-- Opening Marker --

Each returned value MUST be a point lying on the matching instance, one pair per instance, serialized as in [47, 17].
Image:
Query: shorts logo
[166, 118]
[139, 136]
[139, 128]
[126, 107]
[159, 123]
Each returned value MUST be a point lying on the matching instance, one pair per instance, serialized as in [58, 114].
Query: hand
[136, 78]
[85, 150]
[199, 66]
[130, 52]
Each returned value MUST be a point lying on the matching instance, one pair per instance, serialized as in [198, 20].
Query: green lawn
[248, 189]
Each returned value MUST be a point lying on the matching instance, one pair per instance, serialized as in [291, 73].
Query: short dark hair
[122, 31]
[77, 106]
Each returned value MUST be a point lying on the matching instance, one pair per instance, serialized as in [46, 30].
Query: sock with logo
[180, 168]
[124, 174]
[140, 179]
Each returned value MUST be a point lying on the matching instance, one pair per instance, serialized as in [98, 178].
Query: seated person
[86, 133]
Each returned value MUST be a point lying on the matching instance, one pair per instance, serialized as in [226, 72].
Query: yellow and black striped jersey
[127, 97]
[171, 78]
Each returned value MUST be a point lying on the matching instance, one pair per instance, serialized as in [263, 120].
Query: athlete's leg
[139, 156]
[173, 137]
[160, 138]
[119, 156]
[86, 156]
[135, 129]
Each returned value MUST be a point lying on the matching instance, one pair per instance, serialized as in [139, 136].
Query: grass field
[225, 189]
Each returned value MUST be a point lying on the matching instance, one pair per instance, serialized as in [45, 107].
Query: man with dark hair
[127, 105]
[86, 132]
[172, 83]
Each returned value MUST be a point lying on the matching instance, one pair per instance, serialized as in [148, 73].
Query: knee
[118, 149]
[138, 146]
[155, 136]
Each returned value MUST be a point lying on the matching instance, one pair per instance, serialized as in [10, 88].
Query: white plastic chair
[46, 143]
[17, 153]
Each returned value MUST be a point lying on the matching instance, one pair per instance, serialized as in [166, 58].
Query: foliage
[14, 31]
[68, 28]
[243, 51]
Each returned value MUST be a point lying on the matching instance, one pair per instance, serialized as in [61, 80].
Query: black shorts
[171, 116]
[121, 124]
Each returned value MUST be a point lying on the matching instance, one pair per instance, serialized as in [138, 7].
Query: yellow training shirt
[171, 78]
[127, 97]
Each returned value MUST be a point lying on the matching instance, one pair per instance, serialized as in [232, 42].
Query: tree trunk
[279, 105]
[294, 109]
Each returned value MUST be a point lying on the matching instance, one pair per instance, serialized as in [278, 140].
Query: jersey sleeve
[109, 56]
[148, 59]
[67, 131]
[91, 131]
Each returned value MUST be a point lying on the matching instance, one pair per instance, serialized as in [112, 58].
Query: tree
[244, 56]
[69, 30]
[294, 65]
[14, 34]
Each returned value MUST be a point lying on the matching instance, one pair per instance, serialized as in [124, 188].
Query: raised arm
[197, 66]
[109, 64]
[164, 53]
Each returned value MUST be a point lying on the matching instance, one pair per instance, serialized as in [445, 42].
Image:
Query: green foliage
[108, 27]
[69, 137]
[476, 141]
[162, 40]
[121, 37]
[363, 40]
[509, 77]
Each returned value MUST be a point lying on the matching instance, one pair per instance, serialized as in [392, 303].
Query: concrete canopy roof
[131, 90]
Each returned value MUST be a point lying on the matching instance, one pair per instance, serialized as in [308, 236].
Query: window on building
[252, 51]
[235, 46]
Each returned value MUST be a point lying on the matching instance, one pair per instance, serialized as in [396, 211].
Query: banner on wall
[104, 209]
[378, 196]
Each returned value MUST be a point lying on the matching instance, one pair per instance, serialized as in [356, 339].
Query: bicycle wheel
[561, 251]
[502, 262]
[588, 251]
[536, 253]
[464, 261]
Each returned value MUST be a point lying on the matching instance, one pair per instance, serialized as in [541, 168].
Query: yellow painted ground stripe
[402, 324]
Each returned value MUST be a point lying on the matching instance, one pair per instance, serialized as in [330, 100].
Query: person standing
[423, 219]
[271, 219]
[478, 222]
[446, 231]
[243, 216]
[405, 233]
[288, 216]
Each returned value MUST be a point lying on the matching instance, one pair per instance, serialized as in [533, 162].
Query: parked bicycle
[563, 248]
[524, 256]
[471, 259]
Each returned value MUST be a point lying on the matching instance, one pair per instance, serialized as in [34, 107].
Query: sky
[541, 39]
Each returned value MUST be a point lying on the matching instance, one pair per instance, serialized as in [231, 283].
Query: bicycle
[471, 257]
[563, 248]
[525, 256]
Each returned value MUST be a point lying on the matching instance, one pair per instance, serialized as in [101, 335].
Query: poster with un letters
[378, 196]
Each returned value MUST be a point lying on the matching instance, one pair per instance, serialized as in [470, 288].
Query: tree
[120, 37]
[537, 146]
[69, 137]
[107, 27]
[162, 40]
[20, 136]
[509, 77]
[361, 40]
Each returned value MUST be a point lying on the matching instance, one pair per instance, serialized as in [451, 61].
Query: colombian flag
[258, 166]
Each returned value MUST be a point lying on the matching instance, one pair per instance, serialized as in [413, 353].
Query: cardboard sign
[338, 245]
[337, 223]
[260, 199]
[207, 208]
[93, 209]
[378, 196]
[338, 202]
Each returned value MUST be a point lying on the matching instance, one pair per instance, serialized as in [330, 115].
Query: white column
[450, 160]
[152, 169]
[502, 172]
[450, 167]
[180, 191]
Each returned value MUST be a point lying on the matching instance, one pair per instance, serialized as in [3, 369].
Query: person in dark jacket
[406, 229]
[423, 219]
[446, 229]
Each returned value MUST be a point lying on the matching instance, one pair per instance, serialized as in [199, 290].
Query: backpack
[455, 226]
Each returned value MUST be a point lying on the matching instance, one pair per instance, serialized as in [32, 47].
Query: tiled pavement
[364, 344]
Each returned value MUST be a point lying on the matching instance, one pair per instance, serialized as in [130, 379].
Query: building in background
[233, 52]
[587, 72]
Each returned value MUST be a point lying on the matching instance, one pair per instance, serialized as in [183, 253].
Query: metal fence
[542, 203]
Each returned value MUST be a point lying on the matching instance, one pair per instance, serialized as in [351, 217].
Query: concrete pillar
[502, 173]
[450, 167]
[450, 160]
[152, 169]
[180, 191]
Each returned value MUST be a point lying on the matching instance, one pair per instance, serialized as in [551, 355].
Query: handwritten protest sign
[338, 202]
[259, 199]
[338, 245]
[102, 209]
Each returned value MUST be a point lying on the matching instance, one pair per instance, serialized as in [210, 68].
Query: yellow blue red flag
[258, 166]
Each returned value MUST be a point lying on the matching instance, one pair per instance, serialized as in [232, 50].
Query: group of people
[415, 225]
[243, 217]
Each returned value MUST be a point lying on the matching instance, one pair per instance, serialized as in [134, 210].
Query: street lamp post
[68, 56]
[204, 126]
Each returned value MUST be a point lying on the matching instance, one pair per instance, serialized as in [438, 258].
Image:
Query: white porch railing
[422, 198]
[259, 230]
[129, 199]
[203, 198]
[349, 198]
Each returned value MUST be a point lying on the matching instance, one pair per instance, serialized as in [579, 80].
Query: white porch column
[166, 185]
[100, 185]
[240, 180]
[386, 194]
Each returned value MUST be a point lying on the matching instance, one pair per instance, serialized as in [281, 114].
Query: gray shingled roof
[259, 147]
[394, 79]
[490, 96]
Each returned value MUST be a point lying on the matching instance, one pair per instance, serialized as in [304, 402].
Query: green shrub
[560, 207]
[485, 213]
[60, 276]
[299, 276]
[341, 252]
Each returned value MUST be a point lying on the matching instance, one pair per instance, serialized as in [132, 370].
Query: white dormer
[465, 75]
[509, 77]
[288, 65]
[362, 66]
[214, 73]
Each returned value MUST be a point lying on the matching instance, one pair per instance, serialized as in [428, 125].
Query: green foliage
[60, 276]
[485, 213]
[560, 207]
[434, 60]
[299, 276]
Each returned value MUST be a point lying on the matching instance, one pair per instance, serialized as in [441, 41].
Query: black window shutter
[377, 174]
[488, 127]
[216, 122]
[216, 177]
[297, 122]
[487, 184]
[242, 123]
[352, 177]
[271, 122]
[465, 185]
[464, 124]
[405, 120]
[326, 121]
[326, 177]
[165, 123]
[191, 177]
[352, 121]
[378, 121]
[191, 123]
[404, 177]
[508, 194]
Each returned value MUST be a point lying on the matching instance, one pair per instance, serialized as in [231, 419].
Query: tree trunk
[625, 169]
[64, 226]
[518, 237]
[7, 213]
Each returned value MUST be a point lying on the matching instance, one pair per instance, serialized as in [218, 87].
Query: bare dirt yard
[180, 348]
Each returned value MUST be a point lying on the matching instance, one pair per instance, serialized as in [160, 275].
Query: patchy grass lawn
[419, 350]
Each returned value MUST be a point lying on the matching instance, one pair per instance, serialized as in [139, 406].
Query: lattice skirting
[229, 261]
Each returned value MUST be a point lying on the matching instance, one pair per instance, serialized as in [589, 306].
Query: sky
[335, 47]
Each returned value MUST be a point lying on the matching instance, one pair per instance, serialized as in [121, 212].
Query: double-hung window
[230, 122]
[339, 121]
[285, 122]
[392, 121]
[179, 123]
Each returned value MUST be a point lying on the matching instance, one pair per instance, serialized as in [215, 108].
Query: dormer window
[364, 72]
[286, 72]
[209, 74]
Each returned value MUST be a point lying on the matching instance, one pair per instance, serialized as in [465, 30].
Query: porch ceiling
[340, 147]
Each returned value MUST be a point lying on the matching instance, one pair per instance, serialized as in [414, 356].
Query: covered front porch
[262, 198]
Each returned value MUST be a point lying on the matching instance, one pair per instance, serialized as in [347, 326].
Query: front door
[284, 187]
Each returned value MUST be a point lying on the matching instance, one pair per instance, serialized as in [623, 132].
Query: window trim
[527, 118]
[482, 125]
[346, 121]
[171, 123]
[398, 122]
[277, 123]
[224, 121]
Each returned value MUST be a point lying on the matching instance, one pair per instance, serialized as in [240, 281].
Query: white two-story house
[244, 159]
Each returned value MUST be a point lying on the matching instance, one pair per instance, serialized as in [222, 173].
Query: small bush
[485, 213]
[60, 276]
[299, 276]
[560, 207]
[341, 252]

-- Closing Marker --

Reproduce word for word the material above, beginning with the line that contains "in [231, 283]." and ending with the line that contains "in [413, 353].".

Each returned value MUST be a point lying on the matching instance, one pair per instance, serialized as in [231, 283].
Query: bicycle
[471, 257]
[563, 248]
[525, 256]
Each returned value MUST be a point lying on the matching instance, one pair per instance, serialized as in [101, 335].
Query: poster with un letters
[378, 196]
Each returned value MUST be a point lying on the matching instance, one pair per instance, serialized as in [470, 288].
Query: tree
[120, 37]
[537, 146]
[69, 137]
[107, 27]
[162, 40]
[20, 136]
[509, 77]
[361, 40]
Each returned value MUST be a point lying on the matching instance, one pair per instance, serialized as in [451, 61].
Query: colombian flag
[258, 166]
Each returned value MUST be a point lying on the matching instance, one pair per instance, serialized as in [413, 353].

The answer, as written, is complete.